— Begin —

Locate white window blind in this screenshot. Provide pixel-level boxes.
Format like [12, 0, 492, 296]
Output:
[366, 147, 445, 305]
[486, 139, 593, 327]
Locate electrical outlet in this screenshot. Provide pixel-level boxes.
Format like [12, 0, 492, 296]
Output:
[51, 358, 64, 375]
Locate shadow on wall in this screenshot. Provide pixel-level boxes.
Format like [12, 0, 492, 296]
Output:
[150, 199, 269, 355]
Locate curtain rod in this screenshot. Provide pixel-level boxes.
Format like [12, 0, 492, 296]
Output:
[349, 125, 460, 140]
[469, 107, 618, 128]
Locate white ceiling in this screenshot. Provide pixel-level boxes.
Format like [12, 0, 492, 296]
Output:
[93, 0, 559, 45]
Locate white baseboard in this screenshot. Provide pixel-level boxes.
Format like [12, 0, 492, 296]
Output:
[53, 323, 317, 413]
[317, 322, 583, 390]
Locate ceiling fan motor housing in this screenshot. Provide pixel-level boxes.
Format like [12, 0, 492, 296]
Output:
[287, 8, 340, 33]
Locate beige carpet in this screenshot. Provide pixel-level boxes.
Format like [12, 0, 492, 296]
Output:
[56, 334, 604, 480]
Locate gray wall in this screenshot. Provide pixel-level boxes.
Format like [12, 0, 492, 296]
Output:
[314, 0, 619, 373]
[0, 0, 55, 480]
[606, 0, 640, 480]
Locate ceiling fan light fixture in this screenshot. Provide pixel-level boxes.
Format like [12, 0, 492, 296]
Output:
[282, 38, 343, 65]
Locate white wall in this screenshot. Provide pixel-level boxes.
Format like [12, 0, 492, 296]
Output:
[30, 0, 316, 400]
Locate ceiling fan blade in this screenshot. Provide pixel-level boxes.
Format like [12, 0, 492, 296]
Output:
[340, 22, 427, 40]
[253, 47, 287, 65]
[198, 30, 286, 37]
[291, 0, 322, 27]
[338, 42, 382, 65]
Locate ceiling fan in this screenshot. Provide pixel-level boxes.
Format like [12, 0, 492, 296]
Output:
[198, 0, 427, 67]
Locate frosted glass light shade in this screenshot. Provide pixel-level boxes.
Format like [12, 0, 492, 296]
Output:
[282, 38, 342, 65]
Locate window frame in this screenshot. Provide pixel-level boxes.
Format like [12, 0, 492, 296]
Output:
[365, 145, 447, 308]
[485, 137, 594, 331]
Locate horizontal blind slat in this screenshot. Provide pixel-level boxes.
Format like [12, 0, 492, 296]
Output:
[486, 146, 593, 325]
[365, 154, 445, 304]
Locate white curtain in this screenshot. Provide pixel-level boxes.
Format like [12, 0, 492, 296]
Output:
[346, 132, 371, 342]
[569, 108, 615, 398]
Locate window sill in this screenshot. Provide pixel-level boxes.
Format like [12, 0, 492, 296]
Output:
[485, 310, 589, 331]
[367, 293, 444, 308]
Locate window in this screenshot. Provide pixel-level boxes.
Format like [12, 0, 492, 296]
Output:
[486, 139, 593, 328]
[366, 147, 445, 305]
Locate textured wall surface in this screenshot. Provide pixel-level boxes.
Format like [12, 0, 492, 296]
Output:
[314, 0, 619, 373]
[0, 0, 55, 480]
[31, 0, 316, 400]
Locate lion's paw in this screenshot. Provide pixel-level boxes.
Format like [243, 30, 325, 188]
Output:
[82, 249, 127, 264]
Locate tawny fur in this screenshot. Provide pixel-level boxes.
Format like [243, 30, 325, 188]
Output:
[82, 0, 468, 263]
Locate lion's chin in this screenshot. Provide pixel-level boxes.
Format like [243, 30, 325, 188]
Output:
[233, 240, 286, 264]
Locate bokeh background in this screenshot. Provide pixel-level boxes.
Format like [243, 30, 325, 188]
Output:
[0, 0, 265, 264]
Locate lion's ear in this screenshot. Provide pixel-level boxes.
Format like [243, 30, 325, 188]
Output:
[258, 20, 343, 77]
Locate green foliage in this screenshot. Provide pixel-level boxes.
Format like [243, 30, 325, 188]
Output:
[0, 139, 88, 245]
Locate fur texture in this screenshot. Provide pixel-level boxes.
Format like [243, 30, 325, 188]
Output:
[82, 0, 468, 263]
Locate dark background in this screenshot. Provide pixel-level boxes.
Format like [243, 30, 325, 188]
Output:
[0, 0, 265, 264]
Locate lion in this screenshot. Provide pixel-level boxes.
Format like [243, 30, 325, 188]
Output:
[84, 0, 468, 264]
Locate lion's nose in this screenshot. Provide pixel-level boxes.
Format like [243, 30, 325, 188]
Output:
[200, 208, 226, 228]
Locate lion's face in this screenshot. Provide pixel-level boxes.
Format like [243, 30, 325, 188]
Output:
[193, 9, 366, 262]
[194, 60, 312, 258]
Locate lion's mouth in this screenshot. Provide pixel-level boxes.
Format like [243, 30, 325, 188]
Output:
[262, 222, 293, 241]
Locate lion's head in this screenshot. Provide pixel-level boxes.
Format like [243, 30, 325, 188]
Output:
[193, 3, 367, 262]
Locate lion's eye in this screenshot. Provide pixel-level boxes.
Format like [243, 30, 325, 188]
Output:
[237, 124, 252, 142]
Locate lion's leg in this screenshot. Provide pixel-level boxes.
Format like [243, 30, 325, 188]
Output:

— End —

AIM OF THE EXERCISE: Please rewrite every line of the records from the line containing "Locate lion's eye" through the end of the records, both ends included, and shift each bounding-box coordinate in the answers up by 6.

TASK RESULT:
Locate lion's eye in this screenshot. Provide pixel-level boxes.
Format like [243, 30, 325, 188]
Output:
[243, 130, 258, 148]
Locate lion's leg in this screenshot. Provide pixel-level boxes.
Format like [243, 30, 325, 188]
Output:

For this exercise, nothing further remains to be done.